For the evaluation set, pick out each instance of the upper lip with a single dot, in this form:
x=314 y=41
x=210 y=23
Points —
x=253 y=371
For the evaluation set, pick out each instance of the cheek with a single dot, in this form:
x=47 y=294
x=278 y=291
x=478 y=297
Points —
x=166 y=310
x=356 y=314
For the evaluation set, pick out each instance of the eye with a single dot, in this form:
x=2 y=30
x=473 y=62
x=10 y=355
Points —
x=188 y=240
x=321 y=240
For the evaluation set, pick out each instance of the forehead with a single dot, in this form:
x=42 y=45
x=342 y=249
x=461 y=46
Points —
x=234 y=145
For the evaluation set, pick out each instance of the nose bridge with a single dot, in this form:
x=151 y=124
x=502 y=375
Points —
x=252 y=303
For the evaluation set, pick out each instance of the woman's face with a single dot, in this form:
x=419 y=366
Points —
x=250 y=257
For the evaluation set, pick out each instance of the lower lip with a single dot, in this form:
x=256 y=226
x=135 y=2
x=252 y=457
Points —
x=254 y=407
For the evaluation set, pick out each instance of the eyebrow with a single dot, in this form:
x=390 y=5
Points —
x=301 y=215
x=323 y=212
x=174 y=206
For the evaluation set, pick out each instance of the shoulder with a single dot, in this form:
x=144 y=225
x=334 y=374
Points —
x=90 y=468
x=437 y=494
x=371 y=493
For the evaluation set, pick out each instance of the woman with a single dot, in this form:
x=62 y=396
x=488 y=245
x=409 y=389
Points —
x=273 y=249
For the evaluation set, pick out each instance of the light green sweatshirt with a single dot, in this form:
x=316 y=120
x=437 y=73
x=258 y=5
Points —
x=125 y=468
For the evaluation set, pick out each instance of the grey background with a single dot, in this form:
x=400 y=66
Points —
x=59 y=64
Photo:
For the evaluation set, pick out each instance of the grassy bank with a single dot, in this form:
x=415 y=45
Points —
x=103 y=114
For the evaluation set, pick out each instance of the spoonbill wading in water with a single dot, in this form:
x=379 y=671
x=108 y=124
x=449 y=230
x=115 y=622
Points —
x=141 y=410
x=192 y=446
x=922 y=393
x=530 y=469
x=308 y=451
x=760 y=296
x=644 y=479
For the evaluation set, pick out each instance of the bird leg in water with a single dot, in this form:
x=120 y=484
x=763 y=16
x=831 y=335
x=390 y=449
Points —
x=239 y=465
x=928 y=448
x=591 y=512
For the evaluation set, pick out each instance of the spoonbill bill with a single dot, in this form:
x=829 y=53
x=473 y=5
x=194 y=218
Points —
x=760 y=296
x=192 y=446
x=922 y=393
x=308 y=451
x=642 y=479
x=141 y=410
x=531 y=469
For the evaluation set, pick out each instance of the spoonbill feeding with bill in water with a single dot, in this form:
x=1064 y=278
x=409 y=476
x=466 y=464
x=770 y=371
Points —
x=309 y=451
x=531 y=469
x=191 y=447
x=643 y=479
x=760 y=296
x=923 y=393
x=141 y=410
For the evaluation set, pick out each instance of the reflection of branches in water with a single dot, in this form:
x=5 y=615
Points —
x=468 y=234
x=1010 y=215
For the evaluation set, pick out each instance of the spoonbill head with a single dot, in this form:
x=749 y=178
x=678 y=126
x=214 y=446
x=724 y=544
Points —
——————————
AUFGABENDETAILS. Gib alles ab der Zeile mit „the spoonbill feeding“ bis hinunter zum Ende der Einträge erneut wieder und setze dabei „single marker“ an die Stelle von „single dot“. Alles Übrige bleibt unverändert.

ANTWORT ZUR AUFGABE.
For the evaluation set, pick out each instance of the spoonbill feeding with bill in water with a single marker, in this form:
x=1064 y=278
x=409 y=476
x=466 y=464
x=770 y=371
Points —
x=309 y=451
x=531 y=469
x=191 y=447
x=643 y=479
x=760 y=296
x=923 y=393
x=141 y=410
For the evaluation set, pick out each instance of the reflection of branches in water with a single marker, in this form:
x=5 y=615
Points —
x=468 y=234
x=1010 y=215
For the evaluation set, pick out each instance of the spoonbill head with a single marker, in this form:
x=749 y=178
x=678 y=126
x=214 y=446
x=724 y=544
Points —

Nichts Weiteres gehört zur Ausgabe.